**EXERCISE REQUIREMENTS:** Which lines of the entries contain the word "below"? Please list them.
SUPPLIED INFORMATION section start
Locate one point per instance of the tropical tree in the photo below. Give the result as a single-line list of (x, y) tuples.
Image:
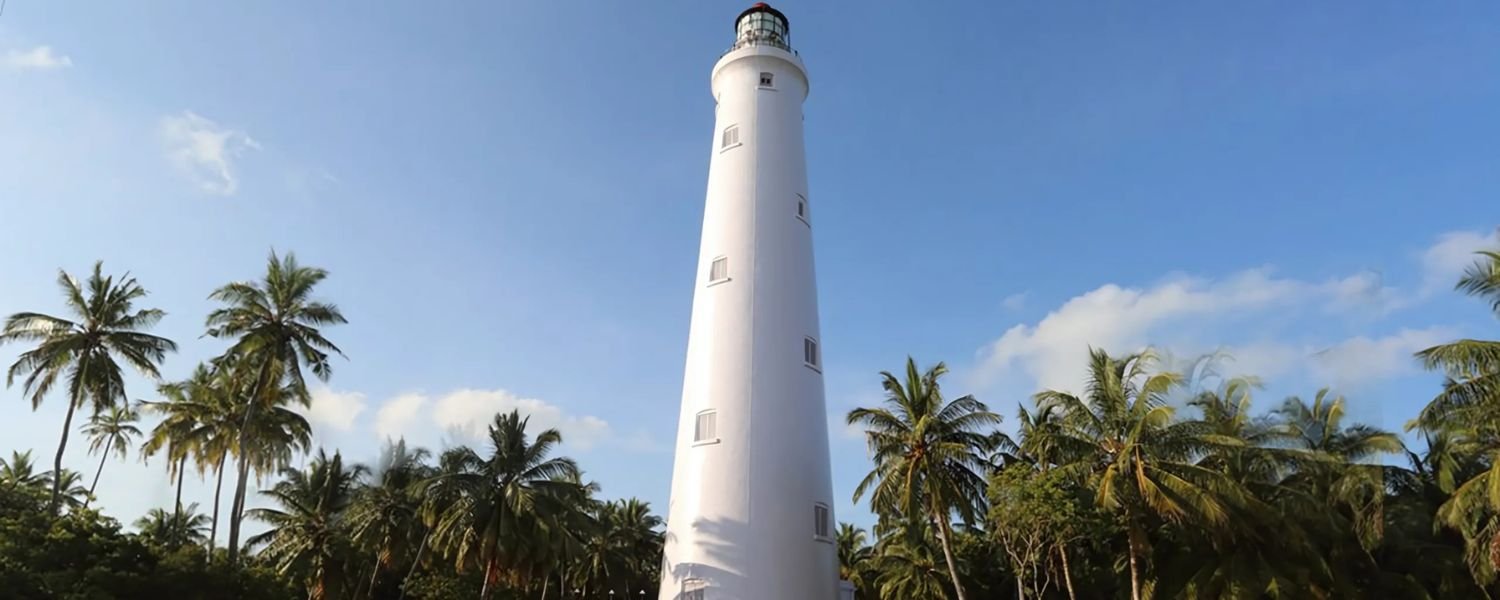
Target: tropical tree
[(929, 455), (1122, 438), (1466, 417), (180, 432), (87, 350), (386, 516), (855, 560), (173, 528), (20, 471), (113, 431), (504, 507), (275, 329), (309, 533)]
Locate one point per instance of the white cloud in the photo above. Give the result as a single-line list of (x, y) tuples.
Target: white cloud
[(204, 150), (1178, 314), (1449, 255), (471, 413), (336, 410), (35, 59), (1014, 302), (399, 416), (1359, 360)]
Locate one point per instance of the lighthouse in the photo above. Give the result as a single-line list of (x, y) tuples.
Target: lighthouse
[(750, 515)]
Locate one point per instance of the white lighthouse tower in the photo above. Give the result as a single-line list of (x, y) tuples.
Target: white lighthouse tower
[(752, 501)]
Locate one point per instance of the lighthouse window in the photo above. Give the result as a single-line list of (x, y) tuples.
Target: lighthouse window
[(707, 428), (821, 521), (719, 270)]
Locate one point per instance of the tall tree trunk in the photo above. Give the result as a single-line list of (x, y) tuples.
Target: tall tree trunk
[(945, 533), (237, 507), (182, 465), (489, 576), (374, 573), (1134, 569), (99, 471), (1067, 575), (414, 563), (213, 531), (57, 462)]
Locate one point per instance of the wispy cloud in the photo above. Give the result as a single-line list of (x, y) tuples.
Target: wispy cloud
[(35, 59), (468, 413), (1449, 255), (333, 408), (204, 150)]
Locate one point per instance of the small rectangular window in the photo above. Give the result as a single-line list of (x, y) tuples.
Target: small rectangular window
[(821, 521), (707, 426), (719, 270)]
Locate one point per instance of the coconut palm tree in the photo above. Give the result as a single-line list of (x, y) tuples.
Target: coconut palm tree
[(1122, 438), (174, 528), (180, 432), (275, 329), (86, 351), (504, 507), (386, 515), (1466, 416), (111, 431), (309, 533), (929, 455), (71, 489), (855, 558), (20, 473)]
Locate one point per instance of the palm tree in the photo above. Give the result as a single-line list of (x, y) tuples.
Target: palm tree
[(71, 489), (20, 473), (86, 351), (275, 326), (1466, 414), (113, 431), (176, 528), (929, 455), (506, 506), (855, 558), (386, 516), (309, 533), (1122, 438), (182, 429)]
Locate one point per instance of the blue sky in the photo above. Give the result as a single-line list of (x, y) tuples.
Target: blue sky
[(509, 197)]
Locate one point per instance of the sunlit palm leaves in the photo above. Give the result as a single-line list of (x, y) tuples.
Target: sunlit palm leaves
[(86, 351)]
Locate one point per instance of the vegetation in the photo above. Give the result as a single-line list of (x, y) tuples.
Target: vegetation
[(1146, 485)]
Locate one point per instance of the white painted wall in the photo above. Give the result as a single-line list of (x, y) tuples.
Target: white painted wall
[(741, 510)]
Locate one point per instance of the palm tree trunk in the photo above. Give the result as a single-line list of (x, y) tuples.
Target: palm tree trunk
[(99, 471), (1067, 576), (237, 507), (1134, 569), (489, 576), (182, 465), (414, 563), (57, 462), (945, 533), (213, 531), (374, 573)]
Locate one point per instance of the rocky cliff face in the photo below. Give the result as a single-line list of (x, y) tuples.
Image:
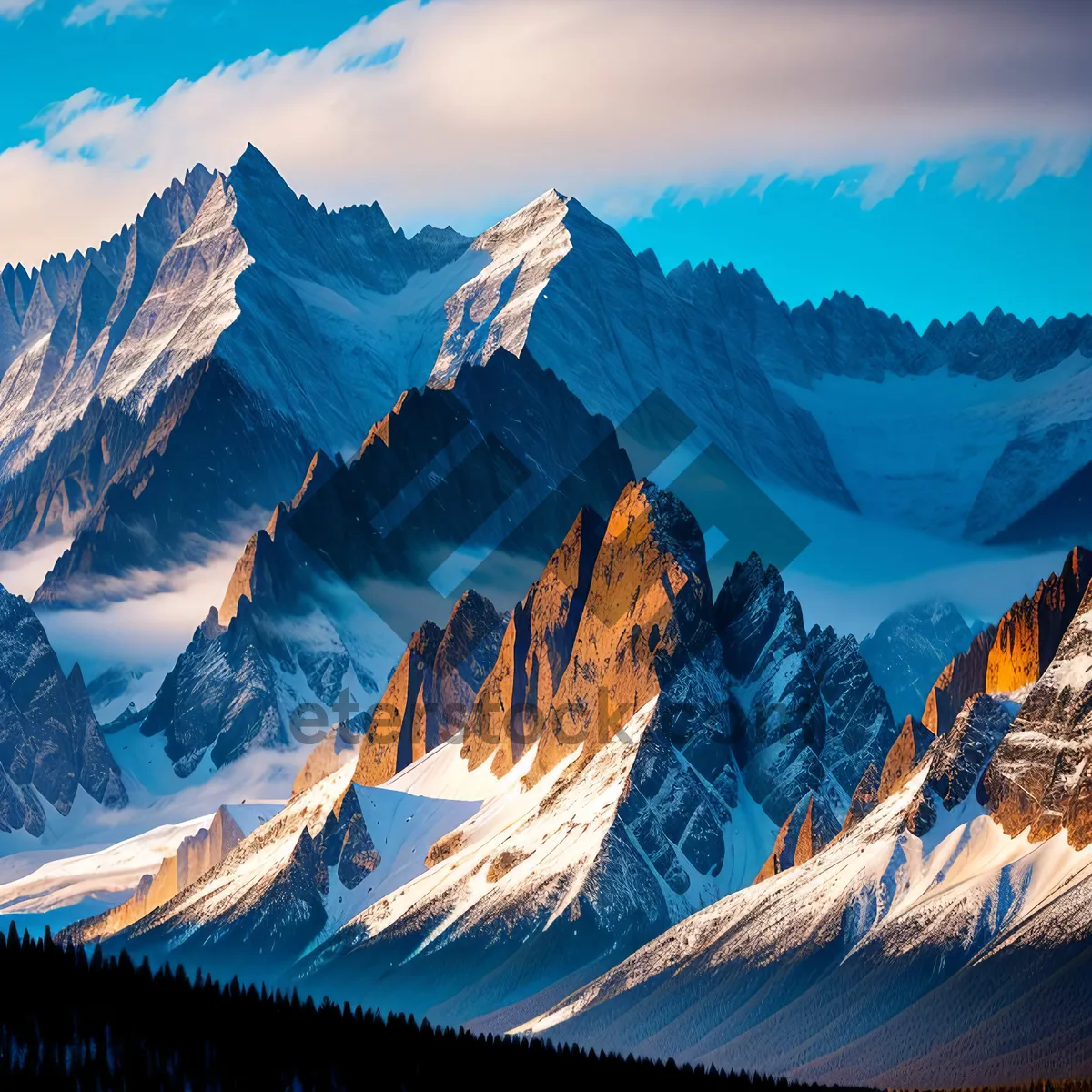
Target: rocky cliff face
[(910, 649), (50, 743), (1011, 655), (196, 856), (962, 678), (146, 403), (802, 835), (906, 752), (440, 497), (813, 716), (1037, 779), (221, 696), (430, 697), (1029, 634)]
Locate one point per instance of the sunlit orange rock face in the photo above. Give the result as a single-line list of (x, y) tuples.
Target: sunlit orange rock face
[(802, 835), (1016, 652), (430, 693), (196, 855), (588, 647), (962, 678), (1027, 636)]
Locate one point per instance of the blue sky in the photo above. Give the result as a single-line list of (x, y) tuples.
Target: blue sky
[(928, 207)]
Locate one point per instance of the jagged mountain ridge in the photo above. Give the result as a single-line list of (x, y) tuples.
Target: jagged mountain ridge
[(909, 650), (50, 743), (1011, 656), (244, 310), (961, 873), (96, 381), (320, 600), (601, 754), (982, 424)]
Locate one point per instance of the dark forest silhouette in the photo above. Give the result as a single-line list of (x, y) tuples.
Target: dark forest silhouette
[(79, 1022), (74, 1021)]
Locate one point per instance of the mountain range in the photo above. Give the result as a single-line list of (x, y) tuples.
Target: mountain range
[(207, 334)]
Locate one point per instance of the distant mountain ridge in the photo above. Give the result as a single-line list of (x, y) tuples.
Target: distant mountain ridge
[(162, 386)]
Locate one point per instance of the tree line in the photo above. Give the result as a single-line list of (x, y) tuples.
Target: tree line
[(74, 1021)]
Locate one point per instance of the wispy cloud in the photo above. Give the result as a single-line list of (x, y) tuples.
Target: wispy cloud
[(461, 110), (12, 9), (114, 9)]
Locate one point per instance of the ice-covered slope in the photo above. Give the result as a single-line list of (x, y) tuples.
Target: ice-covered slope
[(473, 485), (592, 797), (828, 971), (962, 430)]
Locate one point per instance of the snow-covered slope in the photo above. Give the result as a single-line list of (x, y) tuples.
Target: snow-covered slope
[(566, 287), (942, 940), (962, 430), (592, 797)]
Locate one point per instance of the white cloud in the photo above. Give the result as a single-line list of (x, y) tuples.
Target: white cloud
[(463, 110), (114, 9), (12, 9)]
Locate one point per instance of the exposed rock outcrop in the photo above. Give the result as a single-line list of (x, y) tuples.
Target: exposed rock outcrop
[(910, 649), (1015, 653), (196, 856), (865, 796), (1038, 780), (905, 753), (431, 692), (962, 678), (50, 743), (1029, 634), (802, 835)]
SUPPLIED INFORMATION section end
**WRITTEN SOLUTION:**
Locate one point per instance of the tropical tree in the photo below. Give the result as a single-line list of (x, y) tuples.
Locate one point per instance of the rocky cliff face in the photo below. Give the result as a single-line list of (x, y) tuples.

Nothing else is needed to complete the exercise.